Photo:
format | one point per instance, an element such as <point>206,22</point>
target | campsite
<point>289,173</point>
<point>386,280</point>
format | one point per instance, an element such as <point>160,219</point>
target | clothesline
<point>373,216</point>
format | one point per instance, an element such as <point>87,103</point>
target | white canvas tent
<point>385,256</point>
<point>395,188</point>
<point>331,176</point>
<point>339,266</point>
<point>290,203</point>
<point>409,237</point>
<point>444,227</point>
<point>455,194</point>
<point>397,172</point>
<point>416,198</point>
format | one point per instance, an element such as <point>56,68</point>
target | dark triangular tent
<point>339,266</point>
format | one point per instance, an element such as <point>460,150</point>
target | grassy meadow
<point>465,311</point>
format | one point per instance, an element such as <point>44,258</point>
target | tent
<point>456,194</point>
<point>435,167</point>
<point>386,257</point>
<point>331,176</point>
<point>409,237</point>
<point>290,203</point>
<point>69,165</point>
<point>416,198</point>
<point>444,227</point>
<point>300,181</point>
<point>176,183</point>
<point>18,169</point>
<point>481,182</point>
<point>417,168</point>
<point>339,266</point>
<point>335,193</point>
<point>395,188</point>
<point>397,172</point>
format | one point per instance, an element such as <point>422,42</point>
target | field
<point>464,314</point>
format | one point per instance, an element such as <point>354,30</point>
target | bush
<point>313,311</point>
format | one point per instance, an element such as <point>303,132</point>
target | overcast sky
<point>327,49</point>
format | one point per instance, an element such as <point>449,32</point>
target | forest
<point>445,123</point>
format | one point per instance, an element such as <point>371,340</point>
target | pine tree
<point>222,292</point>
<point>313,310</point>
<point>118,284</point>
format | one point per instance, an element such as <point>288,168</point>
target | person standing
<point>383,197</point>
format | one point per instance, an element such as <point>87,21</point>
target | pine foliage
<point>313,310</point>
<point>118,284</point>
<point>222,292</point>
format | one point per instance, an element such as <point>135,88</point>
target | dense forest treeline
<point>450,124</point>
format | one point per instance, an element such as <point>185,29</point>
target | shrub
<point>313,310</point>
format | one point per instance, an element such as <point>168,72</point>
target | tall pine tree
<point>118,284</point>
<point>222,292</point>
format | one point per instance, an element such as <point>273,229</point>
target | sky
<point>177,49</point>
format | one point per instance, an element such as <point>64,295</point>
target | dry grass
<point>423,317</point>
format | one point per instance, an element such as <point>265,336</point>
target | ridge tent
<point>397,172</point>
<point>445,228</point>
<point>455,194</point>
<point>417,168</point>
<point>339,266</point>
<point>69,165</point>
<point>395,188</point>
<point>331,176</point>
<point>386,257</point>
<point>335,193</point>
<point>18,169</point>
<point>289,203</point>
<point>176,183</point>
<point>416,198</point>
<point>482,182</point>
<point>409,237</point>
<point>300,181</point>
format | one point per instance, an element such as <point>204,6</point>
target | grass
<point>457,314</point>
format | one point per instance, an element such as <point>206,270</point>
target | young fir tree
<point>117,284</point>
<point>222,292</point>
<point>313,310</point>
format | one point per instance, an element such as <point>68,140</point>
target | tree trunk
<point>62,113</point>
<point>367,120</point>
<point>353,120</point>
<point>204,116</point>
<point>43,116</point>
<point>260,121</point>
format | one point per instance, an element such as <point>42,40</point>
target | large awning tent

● ● ● ●

_Exercise details_
Reproduce the items above verbatim, starting at the line that has "such as <point>44,258</point>" and ending after the line that has "<point>423,317</point>", with both of those lines included.

_Finished exercise_
format | one point per instance, an element such as <point>44,258</point>
target | tent
<point>456,194</point>
<point>435,167</point>
<point>386,257</point>
<point>331,176</point>
<point>409,237</point>
<point>290,203</point>
<point>69,165</point>
<point>416,198</point>
<point>444,227</point>
<point>300,181</point>
<point>176,183</point>
<point>18,169</point>
<point>481,182</point>
<point>417,168</point>
<point>339,266</point>
<point>335,193</point>
<point>395,188</point>
<point>397,172</point>
format | one point per instance, an element such as <point>422,42</point>
target | field
<point>464,314</point>
format | one point per instance, an element such as <point>354,30</point>
target | bush
<point>313,311</point>
format | one point per instance, an element such as <point>303,132</point>
target | overcast sky
<point>327,49</point>
format | one point per instance, an element such as <point>449,32</point>
target | forest
<point>445,123</point>
format | one point per instance, an element such as <point>371,340</point>
target | pine tree
<point>222,292</point>
<point>313,310</point>
<point>118,284</point>
format | one point per instance, an element such as <point>288,168</point>
target | person standing
<point>383,197</point>
format | one point per instance, an element such as <point>87,21</point>
target | pine foliage
<point>313,310</point>
<point>118,284</point>
<point>222,292</point>
format | one point per instance, an element such as <point>135,88</point>
target | dense forest treeline
<point>450,124</point>
format | one point per instance, an element such as <point>185,29</point>
target | shrub
<point>313,310</point>
format | one point per instance, an element such as <point>168,72</point>
target | tall pine tree
<point>118,284</point>
<point>222,292</point>
format | one point per instance, an element such as <point>273,229</point>
target | sky
<point>177,49</point>
format | one point per instance, an element such as <point>64,295</point>
target | dry grass
<point>423,317</point>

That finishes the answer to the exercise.